Work to do – Resume the VietSearch project write-up from the point where it stops.

Page extract –
◇ ◇ ◇
VietSearch

A search engine built from scratch to understand how Google really works.

Canvas View (Explore)	Search View

This is a series where I learn SEO by building a mini search engine from scratch. It covers the core pipeline behind Google Search — Crawling, Indexing, Ranking — plus Neural Reranking, AI Overviews, and Sports OneBox.

As someone who works in SEO, I wanted to understand search at the engineering level. Not just what Google does, but how and why. It's no coincidence that the research problems search engines needed to solve — understanding language, ranking relevance across billions of documents — drove the breakthroughs that became modern AI. The transformer paper ("Attention Is All You Need") came out of Google. So did Word2Vec and BERT. Search is where it all started.

This project started in March 2026 and is still ongoing.

The Pipeline

This is what Google does every time you search something. I built each piece.

                        BUILD (offline)                                    QUERY (online)
        ┌──────────────────────────────────────┐        ┌──────────────────────────────────────────────┐
        │                                      │        │                                              │
        │   Crawler ──→ Pages DB ──┬──→ Indexer │        │   Search Query                               │
        │   (BFS,       (1000+     │           │        │       │                                      │
        │   robots.txt,  pages)    ├──→ PageRank│        │       ├──→ Spell Check ──→ Tokenize          │
        │   rate limit)            │           │        │       │                      │               │
        │                          └──→ Chunker │        │       │              Index Lookup ──→ BM25   │
        │                               │      │        │       │                                │     │
        │                          Embedder     │        │       ├──→ PageRank Lookup             │     │
        │                               │      │        │       │        │                       │     │
        │                               ▼      │        │       │        ▼                       │     │
        │   ┌─────────┐ ┌──────────┐ ┌───────┐ │        │       │  Combine Scores ──→ Rerank (Top 5)   │
        │   │Inverted │ │PageRank  │ │Vector │ │        │       │                        │             │
        │   │ Index   │ │ Scores   │ │ Store │ │◄───────┤       │                    Results           │
        │   └─────────┘ └──────────┘ └───────┘ │        │       │                        │             │
        └──────────────────────────────────────┘        │       ├──→ Fan-out ──→ Hybrid Retrieval      │
                    ▲                                   │       │                    │             │   │
                    │             Databases are the     │       │               AI Overview        │   │
                    │                  bridge            │       │                    │             │   │
                    └───────────────────────────────────┤       └──→ Sports Detection (OneBox)    │   │
                                                        └──────────────────────────────────────────────┘

What each piece does

Stage	What it does	How	Numbers
Crawler	Downloads web pages	BFS traversal, robots.txt compliance, 1.5s rate limiting, dead page tracking	~1,000+ pages from Wikipedia, BBC Sport, ESPN, FBref, Transfermarkt
Indexer	Maps every word to the pages containing it	Tokenization (Porter stemmer) → stopword removal → inverted index via PostgreSQL COPY	100K+ terms, 1M+ postings
PageRank	Scores page authority from link structure	Iterative algorithm (d=0.85, 20 iterations), handles dangling nodes	Scores for all live pages
Chunker + Embedder	Prepares pages for semantic search	Split into ~300-token chunks, embed with Voyage AI voyage-3-lite, store as pgvector	~15,000+ chunks (512d vectors)
◇ ◇ ◇
Material –
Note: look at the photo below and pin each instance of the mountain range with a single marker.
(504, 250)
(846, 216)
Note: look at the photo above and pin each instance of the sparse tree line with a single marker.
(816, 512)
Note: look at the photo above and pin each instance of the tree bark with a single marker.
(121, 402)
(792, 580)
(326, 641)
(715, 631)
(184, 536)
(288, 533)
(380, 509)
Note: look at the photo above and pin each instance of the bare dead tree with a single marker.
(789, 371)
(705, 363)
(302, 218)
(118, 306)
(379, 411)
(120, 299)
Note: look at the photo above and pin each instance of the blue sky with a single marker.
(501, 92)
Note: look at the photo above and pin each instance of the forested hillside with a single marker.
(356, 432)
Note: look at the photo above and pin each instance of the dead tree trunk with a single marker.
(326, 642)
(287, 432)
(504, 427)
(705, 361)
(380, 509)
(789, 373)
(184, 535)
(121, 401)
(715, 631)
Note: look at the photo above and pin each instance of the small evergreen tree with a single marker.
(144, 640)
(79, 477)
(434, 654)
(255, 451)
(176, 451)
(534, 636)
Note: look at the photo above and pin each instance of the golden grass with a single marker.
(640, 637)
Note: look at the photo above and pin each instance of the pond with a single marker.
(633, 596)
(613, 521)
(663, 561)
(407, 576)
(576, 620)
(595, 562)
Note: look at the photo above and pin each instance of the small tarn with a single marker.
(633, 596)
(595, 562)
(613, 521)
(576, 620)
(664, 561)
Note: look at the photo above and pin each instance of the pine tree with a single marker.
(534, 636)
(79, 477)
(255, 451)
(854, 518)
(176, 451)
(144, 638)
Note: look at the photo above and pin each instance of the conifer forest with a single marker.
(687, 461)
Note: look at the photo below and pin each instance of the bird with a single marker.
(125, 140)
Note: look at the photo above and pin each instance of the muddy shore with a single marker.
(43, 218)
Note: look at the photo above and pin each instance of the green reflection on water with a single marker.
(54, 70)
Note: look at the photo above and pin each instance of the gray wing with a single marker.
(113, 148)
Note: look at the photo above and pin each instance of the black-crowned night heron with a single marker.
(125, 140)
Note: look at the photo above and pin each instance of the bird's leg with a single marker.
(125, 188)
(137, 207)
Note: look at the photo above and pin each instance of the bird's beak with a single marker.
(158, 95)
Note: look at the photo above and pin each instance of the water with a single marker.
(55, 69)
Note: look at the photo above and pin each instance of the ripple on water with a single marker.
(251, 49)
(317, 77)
◇ ◇ ◇
Exercise result –
BM25	Scores text relevance	BM25F with 4× title weight, term frequency × inverse document frequency × length normalization	k1=1.2, b=0.75
Neural Reranker	Refines top results with a cross-encoder	ONNX inference with ms-marco-MiniLM-L-6-v2 (22M params), runs locally on CPU	Reranks top 5 candidates
Ranking	Combines signals	80% BM25 + 20% PageRank, exponential freshness decay, 7-day recency bonus	min-max normalized, tunable live in the UI
Spell correction	Fixes typos before searching	Levenshtein edit-distance ≤ 2, vocabulary from page titles + indexed stems	Proper nouns protected via terms table
AI Overview	Generates a summary with citations	Co-occurrence fan-out → hybrid retrieval (vector + keyword) → Groq streaming with retry	Llama 3.3 70B, cached 24h
AI Chat	Follow-up conversation with context	Multi-turn chat grounded in retrieved chunks, inline citations	Groq streaming
Sports OneBox	Live match cards above results	Keyword detection for teams/leagues → API-Football integration	Live scores, standings, fixtures

The UI

The frontend is a React Flow canvas that visualizes the entire pipeline as an interactive node graph. Search a query and watch data flow through each stage in real-time.

Left side: Build pipeline (crawler → indexer → stores)
Right side: Query pipeline (tokenize → lookup → rank → results)
Click any node to see real data — actual postings from the inverted index, PageRank scores, RAG chunks
Live WebSocket progress during crawl/index/embed jobs
Google-style results with score breakdowns, AI Overview with citations, and follow-up chat
DuckDuckGo-style hero with live dashboard charts on the landing page
Sports OneBox — live match cards, standings, and fixtures for sports queries

Tech Stack

Layer	Tech
Frontend	Next.js 16, React 19, React Flow, Tailwind v4, TypeScript
Backend	FastAPI, Python 3.12+
Database	PostgreSQL 16 + pgvector
Reranking	ONNX Runtime (ms-marco-MiniLM-L-6-v2, 22M params, CPU)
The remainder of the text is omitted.